** Extrait fourni **
──────
Elizabeth C. Economy a également noté : « Cependant, quel que soit le chemin sur lequel Washington choisisse d’avancer, l’onction de la Chine comme champion du monde de la globalisation serait une erreur. »
Mais dans ce cas, ce qui est intéressant, ce n’est pas que la Chine se voie refuser le statut de future superpuissance, mais que ces mots rassurants concernant la Chine viennent des lèvres des globalistes libéraux. La rhétorique de Donald Trump, d’autre part, a un caractère différent.
Joseph Nye Jr. dit généralement que la globalisation a été bénéfique pour la Chine (et il y a beaucoup de vérité là dedans, voilà pourquoi Pékin vise à maintenir son rythme préalablement spécifié), mais maintenant les États-Unis ont besoin d’une approche différente des processus mondiaux.
« Il est crucial de maintenir les réseaux, de collaborer avec d’autres pays et institutions internationales et de contribuer à établir des normes pour faire face aux nouvelles questions transnationales. C’est une erreur d’assimiler la globalisation aux accords commerciaux. Même si la globalisation économique ralentit, la technologie crée une globalisation écologique, politique et sociale qui exigera des réponses coopératives », écrit Joseph Nye.
Cet « apologiste » du soft et du smart power se concentre sur l’approche en réseau des relations internationales. Ce mécanisme a été utilisé par les États-Unis à un degré ou à un autre depuis les années 1970 avec l’avènement de la théorie des réseaux. Cependant, cet outil pourrait aussi être utilisé contre le lobby libéral. Qu’est-ce qui pourrait empêcher les conservateurs de divers pays d’appliquer des technologies appropriées au profit de leurs idées ?
──────
Données d'expressions référentielles:
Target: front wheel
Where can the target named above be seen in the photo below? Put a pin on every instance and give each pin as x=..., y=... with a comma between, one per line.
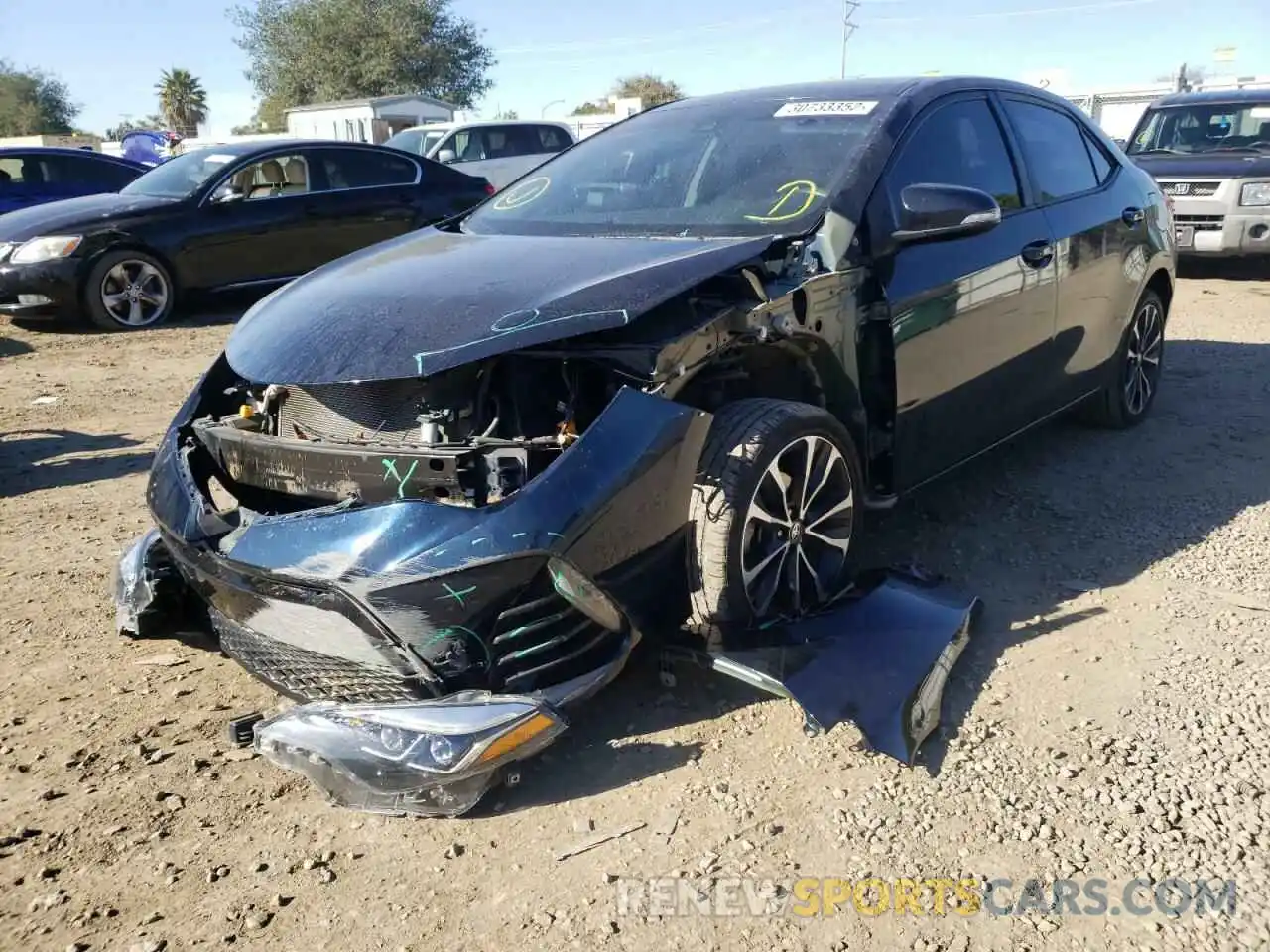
x=128, y=291
x=774, y=512
x=1127, y=400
──────
** Travail à réaliser **
Prolongez, s'il vous plaît, l'extrait sur la Chine, les États-Unis et la globalisation, à partir de l'endroit où il s'arrête.

** Réponse à la tâche **
Richard Nathan Haass, président du CFR, entreprend une opération pour encadrer le discours politique. Il commence même par une sorte de « flirt » avec la notion de souveraineté dans son article Ordre mondial 2.0 – Le cas de l’obligation souveraine, dans lequel il tente de mettre à jour une partie de la doctrine libérale de l’hégémonie, en lui donnant une nouvelle dimension :
Mais une approche de l’ordre international fondée uniquement sur le respect de la souveraineté, avec le maintien de l’équilibre du pouvoir nécessaire pour le sécuriser, ne suffit plus. Le système d’exploitation traditionnel du globe, appelé Ordre mondial 1.0, a été construit autour de la protection et des prérogatives des États. C’est de plus en plus inadéquat, dans le monde globalisé d’aujourd’hui. Peu de choses maintenant reste locales ; n’importe qui et n’importe quoi, des touristes aux terroristes, des réfugiés aux courriels, aux maladies, aux dollars et aux gaz à effet de serre, tout peut atteindre presque n’importe quel endroit. Il en résulte que ce qui se passe à l’intérieur d’un pays ne peut plus être considéré comme la seule préoccupation de ce pays. Les circonstances actuelles exigent un système d’exploitation mis à jour – appelez-le Ordre mondial 2.0 – qui inclut non seulement les droits des États souverains, mais aussi les obligations de ces États envers les autres. Une telle notion d’obligation souveraine, il convient de le souligner, diffère de la notion de « souveraineté en tant que responsabilité », qui est au cœur de la doctrine juridique appelée « la responsabilité de protéger » ou « R2P ».
Ce qui est significatif, c’est que Haass reconnaît l’échec des États-Unis à offrir au monde un programme qui aurait été acceptable pour d’autres acteurs et capable d’inciter d’autres pays à travailler ensemble pour développer de nouvelles solutions.